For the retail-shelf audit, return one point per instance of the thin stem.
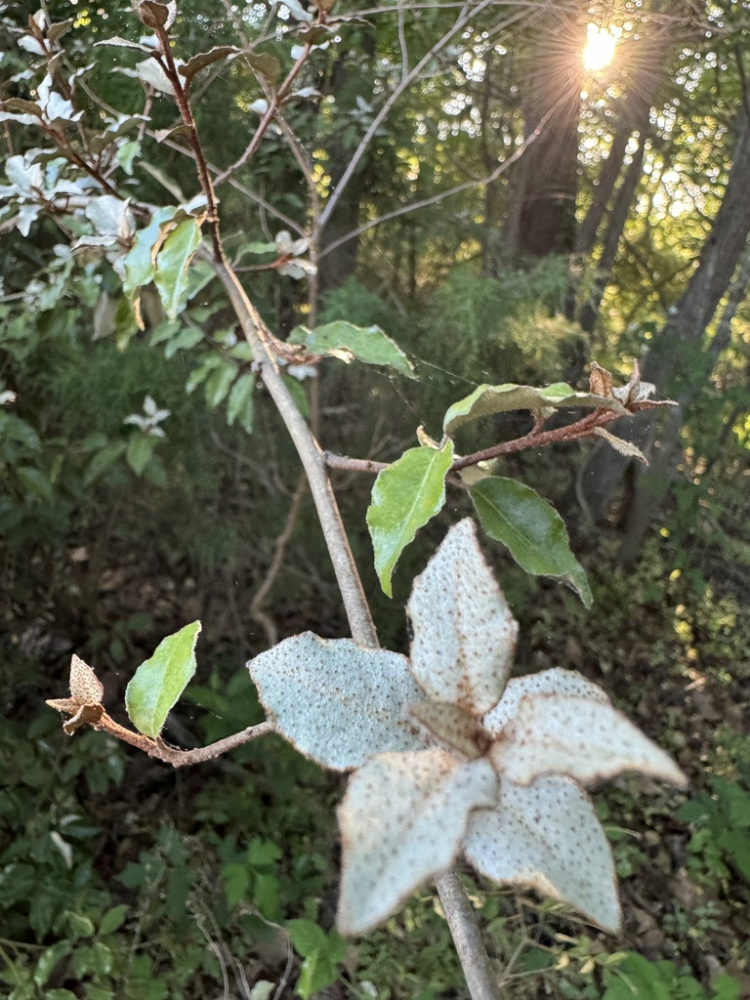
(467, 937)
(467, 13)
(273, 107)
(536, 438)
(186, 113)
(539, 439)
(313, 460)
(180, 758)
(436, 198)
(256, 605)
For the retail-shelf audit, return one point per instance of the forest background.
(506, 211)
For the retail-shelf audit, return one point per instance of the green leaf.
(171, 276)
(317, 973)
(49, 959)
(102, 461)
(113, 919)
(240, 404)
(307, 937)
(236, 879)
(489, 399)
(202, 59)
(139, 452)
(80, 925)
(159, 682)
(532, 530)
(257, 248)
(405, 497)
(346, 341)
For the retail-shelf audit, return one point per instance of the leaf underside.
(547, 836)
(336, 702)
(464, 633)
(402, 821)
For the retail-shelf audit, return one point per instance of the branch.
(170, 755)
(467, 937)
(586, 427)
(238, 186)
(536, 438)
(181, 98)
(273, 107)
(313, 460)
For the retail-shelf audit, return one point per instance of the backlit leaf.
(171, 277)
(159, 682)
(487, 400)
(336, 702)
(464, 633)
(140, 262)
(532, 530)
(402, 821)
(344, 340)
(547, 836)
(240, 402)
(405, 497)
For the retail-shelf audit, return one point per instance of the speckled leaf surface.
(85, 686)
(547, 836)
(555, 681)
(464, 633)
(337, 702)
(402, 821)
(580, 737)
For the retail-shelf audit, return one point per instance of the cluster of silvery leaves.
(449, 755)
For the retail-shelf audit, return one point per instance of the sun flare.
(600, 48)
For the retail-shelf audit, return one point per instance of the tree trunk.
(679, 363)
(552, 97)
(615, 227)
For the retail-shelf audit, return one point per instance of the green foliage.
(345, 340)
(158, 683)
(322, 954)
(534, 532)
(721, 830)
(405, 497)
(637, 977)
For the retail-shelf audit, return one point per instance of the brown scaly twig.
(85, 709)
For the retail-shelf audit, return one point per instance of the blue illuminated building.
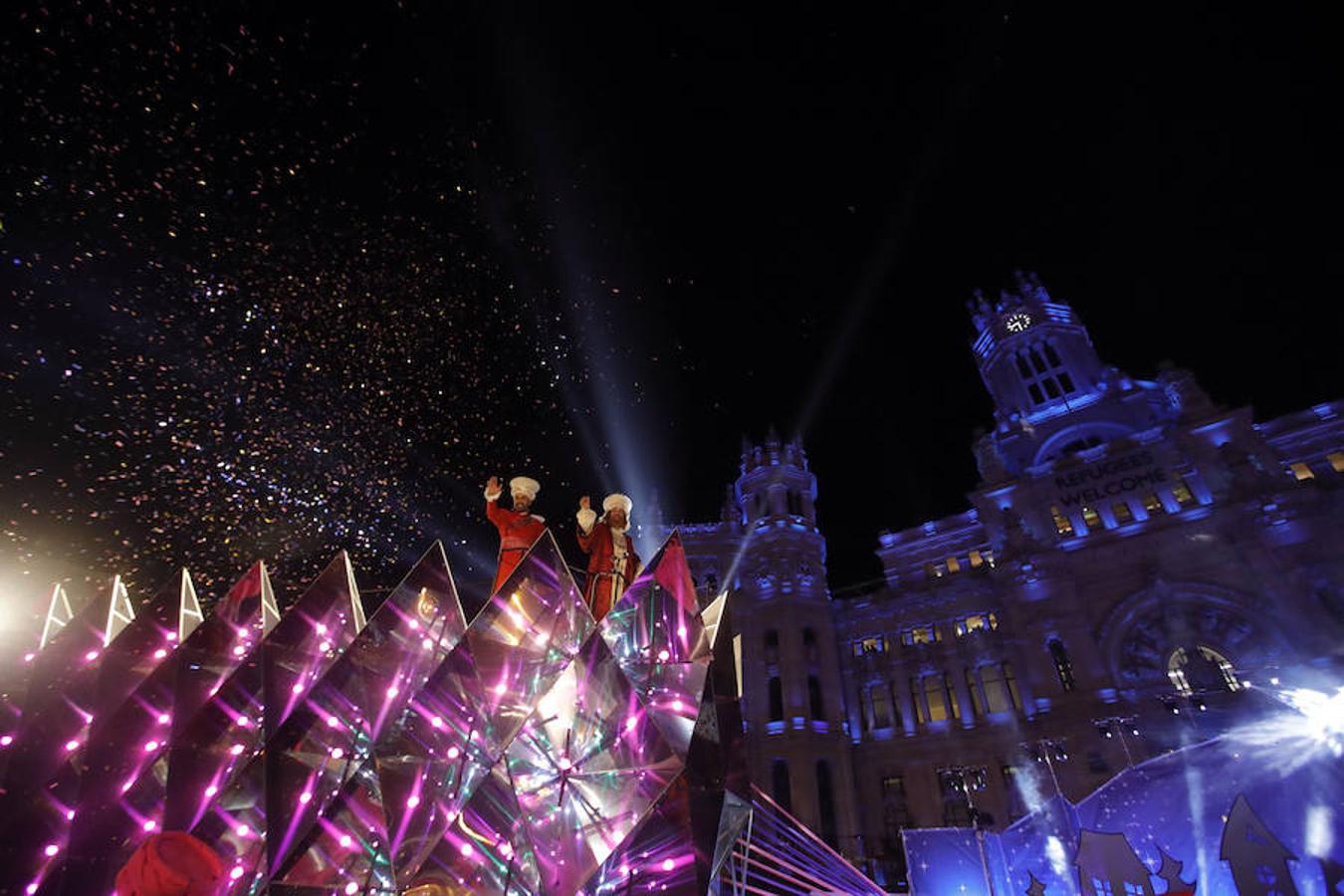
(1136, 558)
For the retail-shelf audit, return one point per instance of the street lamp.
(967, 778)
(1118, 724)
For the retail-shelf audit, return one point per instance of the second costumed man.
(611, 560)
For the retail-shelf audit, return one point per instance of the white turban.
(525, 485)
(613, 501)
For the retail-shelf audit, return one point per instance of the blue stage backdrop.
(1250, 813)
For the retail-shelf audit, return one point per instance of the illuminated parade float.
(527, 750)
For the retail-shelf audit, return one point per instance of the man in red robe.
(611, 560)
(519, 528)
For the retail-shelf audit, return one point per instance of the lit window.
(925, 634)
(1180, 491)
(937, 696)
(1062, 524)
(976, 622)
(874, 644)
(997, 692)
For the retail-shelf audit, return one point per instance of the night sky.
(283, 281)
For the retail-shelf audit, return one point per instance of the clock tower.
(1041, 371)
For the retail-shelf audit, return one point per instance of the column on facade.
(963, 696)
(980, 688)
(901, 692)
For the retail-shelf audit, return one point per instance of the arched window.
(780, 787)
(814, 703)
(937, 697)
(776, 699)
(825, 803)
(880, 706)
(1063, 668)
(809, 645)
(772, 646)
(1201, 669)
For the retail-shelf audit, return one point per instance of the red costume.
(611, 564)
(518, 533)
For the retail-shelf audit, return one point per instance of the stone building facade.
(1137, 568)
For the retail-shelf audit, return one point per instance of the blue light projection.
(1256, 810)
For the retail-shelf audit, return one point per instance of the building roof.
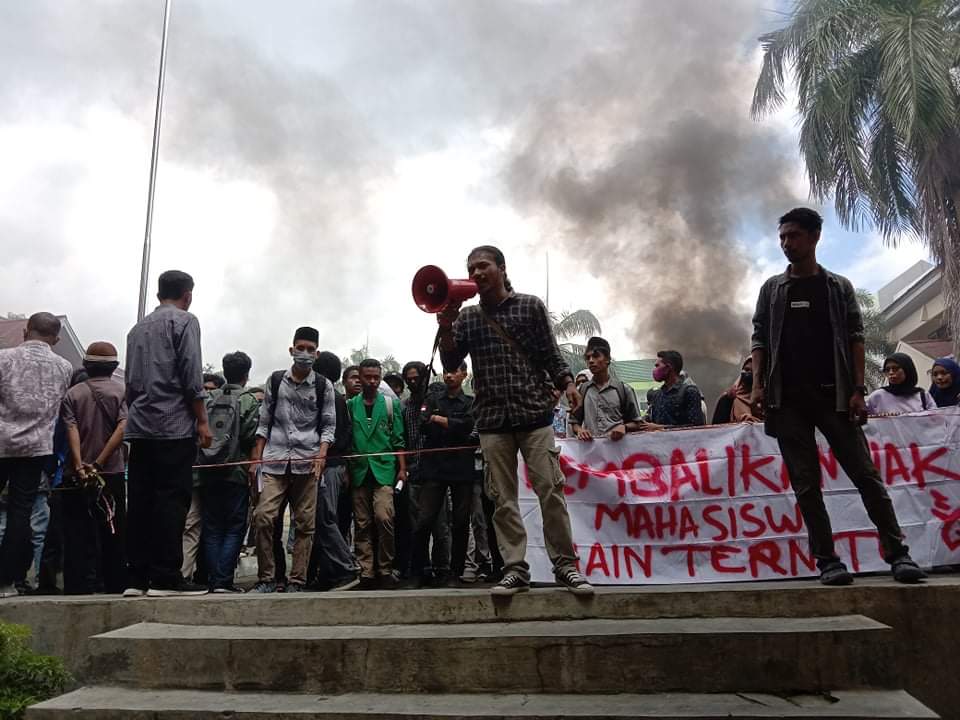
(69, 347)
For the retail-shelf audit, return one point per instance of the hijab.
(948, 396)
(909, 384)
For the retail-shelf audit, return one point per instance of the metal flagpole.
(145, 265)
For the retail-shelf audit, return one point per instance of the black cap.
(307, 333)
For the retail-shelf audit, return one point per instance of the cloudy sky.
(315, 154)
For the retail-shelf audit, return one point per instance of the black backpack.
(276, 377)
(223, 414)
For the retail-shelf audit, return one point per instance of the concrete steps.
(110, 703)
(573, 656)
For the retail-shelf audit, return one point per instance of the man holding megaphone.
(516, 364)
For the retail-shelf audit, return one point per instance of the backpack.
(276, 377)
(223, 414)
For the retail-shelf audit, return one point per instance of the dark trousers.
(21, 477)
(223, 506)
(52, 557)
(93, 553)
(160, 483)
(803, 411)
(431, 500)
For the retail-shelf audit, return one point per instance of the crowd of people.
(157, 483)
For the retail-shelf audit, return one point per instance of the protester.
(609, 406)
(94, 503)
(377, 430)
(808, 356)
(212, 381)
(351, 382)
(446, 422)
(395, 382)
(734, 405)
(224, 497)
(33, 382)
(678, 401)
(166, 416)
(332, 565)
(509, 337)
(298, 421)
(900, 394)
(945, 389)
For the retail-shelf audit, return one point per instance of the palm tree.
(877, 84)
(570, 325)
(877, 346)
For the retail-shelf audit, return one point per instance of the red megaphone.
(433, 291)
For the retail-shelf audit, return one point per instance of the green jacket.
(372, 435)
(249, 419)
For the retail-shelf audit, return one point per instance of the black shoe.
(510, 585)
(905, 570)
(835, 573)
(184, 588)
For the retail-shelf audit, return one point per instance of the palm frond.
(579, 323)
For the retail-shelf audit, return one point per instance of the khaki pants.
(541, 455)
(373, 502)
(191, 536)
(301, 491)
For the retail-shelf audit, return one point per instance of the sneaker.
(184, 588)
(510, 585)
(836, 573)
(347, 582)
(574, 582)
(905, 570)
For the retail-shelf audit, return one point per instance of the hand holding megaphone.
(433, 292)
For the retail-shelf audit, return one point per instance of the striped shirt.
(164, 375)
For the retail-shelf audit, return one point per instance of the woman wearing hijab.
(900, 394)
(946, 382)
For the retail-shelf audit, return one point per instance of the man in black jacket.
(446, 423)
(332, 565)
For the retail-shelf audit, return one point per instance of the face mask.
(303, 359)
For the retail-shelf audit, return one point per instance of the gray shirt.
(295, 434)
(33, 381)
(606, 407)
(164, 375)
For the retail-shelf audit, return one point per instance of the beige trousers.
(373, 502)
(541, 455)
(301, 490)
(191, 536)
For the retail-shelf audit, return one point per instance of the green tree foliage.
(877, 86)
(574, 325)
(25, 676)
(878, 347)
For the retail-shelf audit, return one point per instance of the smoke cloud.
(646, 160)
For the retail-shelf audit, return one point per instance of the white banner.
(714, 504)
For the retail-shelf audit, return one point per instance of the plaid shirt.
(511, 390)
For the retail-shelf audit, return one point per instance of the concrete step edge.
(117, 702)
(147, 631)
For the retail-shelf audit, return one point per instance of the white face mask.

---*---

### Challenge
Copy out all the records exactly, excluding pictures.

### Final answer
For the retail-shelf audit, return one point per instance of the thin stem.
(467, 937)
(467, 13)
(273, 107)
(536, 438)
(186, 113)
(539, 439)
(313, 460)
(180, 758)
(436, 198)
(256, 605)
For the retail-shelf audit, return one point per instance of the forest background.
(506, 211)
For the retail-shelf audit, return one point per instance of the green leaf.
(171, 276)
(317, 973)
(49, 959)
(102, 461)
(113, 919)
(240, 404)
(307, 937)
(236, 879)
(489, 399)
(202, 59)
(139, 452)
(80, 925)
(159, 682)
(532, 530)
(257, 248)
(405, 497)
(346, 341)
For the retail-shelf audit, return one point per instance of the leaf underside.
(547, 836)
(336, 702)
(464, 633)
(402, 821)
For the retail-shelf audit, return one point per instance of the branch.
(170, 755)
(467, 937)
(586, 427)
(238, 186)
(536, 438)
(181, 98)
(273, 107)
(313, 460)
For the retail-shelf audit, return one point per instance of the backlit leaf.
(171, 277)
(159, 682)
(487, 400)
(336, 702)
(464, 633)
(140, 262)
(532, 530)
(402, 821)
(344, 340)
(547, 836)
(240, 402)
(405, 497)
For the retail-shelf audit, return one point per instance of the speckled leaf surface.
(85, 686)
(547, 836)
(555, 681)
(464, 633)
(337, 702)
(402, 821)
(580, 737)
For the retail-shelf audit, return one point per instance of the cluster of silvery leaves.
(449, 755)
For the retail-shelf audit, return one point per instance of the sun flare.
(600, 48)
For the retail-shelf audit, return one point per instance of the tree trunk.
(679, 363)
(552, 97)
(615, 227)
For the retail-shelf audit, return one point per instance of the green foliage.
(345, 340)
(158, 683)
(322, 954)
(534, 532)
(721, 830)
(405, 497)
(637, 977)
For the retail-shelf audit, return one point per instance of the brown scaly twig.
(85, 709)
For the retail-shelf audit, return one point per instance of the blue illuminated building.
(1136, 558)
For the retail-shelf audit, return one point per instance of the street lamp.
(967, 778)
(1118, 724)
For the retail-shelf audit, return one point per instance of the second costumed man.
(611, 560)
For the retail-shelf audit, return one point per instance of the white turban.
(525, 485)
(613, 501)
For the retail-shelf audit, return one point per instance of the blue stage backdrop.
(1250, 813)
For the retail-shelf audit, return one point per instance of the illuminated parade float.
(527, 750)
For the retail-shelf audit, return one point per instance of the man in red robe.
(611, 560)
(519, 528)
For the retail-shelf audit, return one point per instance of the lit window.
(925, 634)
(1180, 491)
(937, 696)
(1062, 524)
(976, 622)
(874, 644)
(997, 692)
For the retail-shelf audit, return one point per instance of the night sky.
(283, 281)
For the retail-shelf audit, return one point per instance of the clock tower.
(1041, 371)
For the retail-shelf audit, return one point per instance of the column on facade.
(963, 696)
(980, 688)
(901, 692)
For the retail-shelf audit, return one point per instance of the arched window.
(780, 787)
(814, 703)
(937, 697)
(776, 699)
(825, 803)
(880, 706)
(1063, 668)
(809, 645)
(772, 646)
(1201, 669)
For the retail-shelf audit, return one point per instance of the red costume.
(611, 564)
(518, 533)
For the retail-shelf audit, return one point per instance of the stone building facade.
(1137, 568)
For the retail-shelf audit, return one point per instance of the blue light projection.
(1256, 810)
For the retail-shelf audit, return one point per instance of the building roof.
(69, 347)
For the retail-shelf audit, return one point per instance of the hijab.
(948, 396)
(909, 384)
For the retail-shelf audit, return one point per instance of the metal flagpole.
(145, 265)
For the retail-shelf audit, return one point per instance of the black cap.
(307, 333)
For the retail-shelf audit, return one point per instance of the cloudy sky.
(315, 154)
For the retail-shelf audit, return one point per instance of the black backpack.
(276, 377)
(223, 414)
For the retail-shelf audit, return one point per instance of the concrete steps.
(110, 703)
(573, 656)
For the retail-shelf audit, return one point per instance of the man holding megaphone.
(516, 364)
For the retail-shelf audit, return one point per instance of the backpack.
(276, 377)
(223, 414)
For the retail-shelf audit, return one point per instance of the dark trousers.
(21, 477)
(223, 506)
(52, 557)
(93, 553)
(160, 483)
(803, 411)
(431, 500)
For the retail-shelf audit, return one point per instance of the crowd of people.
(157, 483)
For the retail-shelf audit, return one point per instance of the protester.
(609, 406)
(94, 503)
(377, 430)
(808, 356)
(212, 381)
(351, 382)
(446, 422)
(395, 382)
(734, 405)
(224, 497)
(33, 382)
(678, 401)
(166, 416)
(332, 565)
(509, 337)
(298, 421)
(900, 394)
(945, 389)
For the retail-shelf audit, return one point per instance of the palm tree.
(877, 84)
(570, 325)
(877, 346)
For the retail-shelf audit, return one point per instance of the red megaphone.
(433, 291)
For the retail-shelf audit, return one point per instance of the green jacket.
(372, 435)
(249, 419)
For the retail-shelf audit, return one point per instance of the black shoe.
(510, 585)
(905, 570)
(835, 573)
(184, 588)
For the retail-shelf audit, return one point per instance of the palm frond.
(579, 323)
For the retail-shelf audit, return one point per instance of the khaki pants.
(541, 455)
(373, 502)
(191, 536)
(301, 491)
For the retail-shelf audit, return one point per instance of the sneaker.
(184, 588)
(510, 585)
(836, 573)
(347, 582)
(574, 582)
(905, 570)
For the retail-shelf audit, return one point per instance of the hand holding megaphone.
(433, 292)
For the retail-shelf audit, return one point per instance of the striped shirt.
(164, 375)
For the retail-shelf audit, return one point per instance of the woman wearing hijab.
(900, 394)
(946, 382)
For the retail-shelf audit, return one point per instance of the man in black jacket.
(446, 423)
(332, 565)
For the retail-shelf audit, return one point per instance of the face mask.
(303, 359)
For the retail-shelf audit, return one point per instance of the gray shirt.
(295, 434)
(33, 381)
(606, 407)
(164, 375)
For the retail-shelf audit, return one point per instance of the beige trousers.
(373, 502)
(541, 455)
(301, 490)
(191, 536)
For the retail-shelf audit, return one point per instance of the green tree foliage.
(877, 86)
(574, 325)
(25, 676)
(878, 347)
For the retail-shelf audit, return one point per instance of the smoke cloud.
(646, 160)
For the retail-shelf audit, return one point per instance of the white banner.
(714, 504)
For the retail-shelf audit, return one point per instance of the plaid shirt.
(511, 390)
For the retail-shelf audit, return one point per instance of the concrete step edge.
(117, 702)
(147, 631)
For the retail-shelf audit, return one point per instance of the white face mask.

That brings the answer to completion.